# [Page text]

※ ※ ※

As featured in the National Observer April 29, 2021

It takes courage to be first. We know from the history of innovation that technology improves over time and through replication. This is seen in any industry and any innovation humans have created. If we had stopped at the first mobile phone, we would still be plugged into the wall.

With new technologies, there is always room to optimize and improve development processes. Many of the common hurdles for large-scale carbon capture and storage (CCS) can be addressed when projects share knowledge and do not start from ground zero in their development. Indeed, it is the genius of human invention that leads to next iterations and generations. Such is the case with the world’s first (and globally renowned) Boundary Dam 3 CCS Facility in Saskatchewan (BD3). That facility, having surpassed four million tonnes of carbon dioxide (CO2) captured and prevented from entering the atmosphere, makes a significant contribution to managing greenhouse gases.

By building on the shoulders of this facility, next-generation CCS technology will be significantly cheaper, more efficient and integrate well with renewable energy and other sectors. For instance, Shell has said that if the Quest CCS project were to be built today, it would cost about 30 per cent less thanks to capital efficiency improvements. A second-generation BD3-type project at double the size is projected to have costs 67 per cent lower per tonne of captured CO2 than the first.

CO2 highway and hubs improve business cases

A hub of CCS activity like Alberta’s Carbon Trunk Line is a good way to stimulate infrastructure dollars that can be actively utilized by several industries. With this access to the storage part of CCS via the nearby transportation route, others may now be considering capturing carbon at their facilities. In the same way that governments function to provide infrastructure dollars for shared road usage, a CO2 highway, with on- and off-ramps, is a great example of where government dollars could have an exponential impact.

※ ※ ※

# [Given material]
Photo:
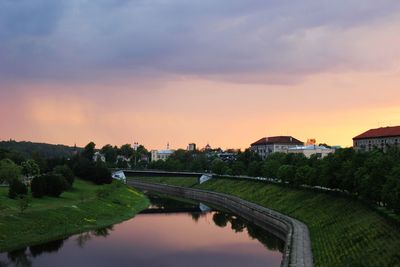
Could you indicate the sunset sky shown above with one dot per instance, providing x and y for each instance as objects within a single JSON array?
[{"x": 226, "y": 72}]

※ ※ ※

# [Goal]
Please resume the carbon capture article from the point where it ends. The material has no connection to the carbon capture article.

# [Answer to this problem]
It is important to note that CCS is applicable beyond energy sectors and can be applied to industrial sources of emissions such as iron, steel and cement, which have limited abatement options due to unavoidable CO2 emissions generated through production processes. An in-depth study by the International CCS Knowledge Centre looks at the feasibility of carbon capture on the Lehigh Cement plant in Edmonton.

The benefits of deploying large-scale CCS are substantial for the country. From helping Canada achieve its emissions reductions to spurring economic growth, boosting productivity, and supporting the diversification of Canada’s economy, CCS technology plays a vital part in creating an economically sustainable route to deep emissions cuts.

Incentives are a kick-start

The construction and development of three CCS projects would generate $2.7 billion in GDP across Canada and support more than 6,100 jobs over the construction horizon. A high degree of these economic impacts is viewed as being incremental, given current levels of unemployment in regions where these projects would be developed. The investment in climate action is not cheap. The discussion ought to include the cost of not doing CCS. This is twofold.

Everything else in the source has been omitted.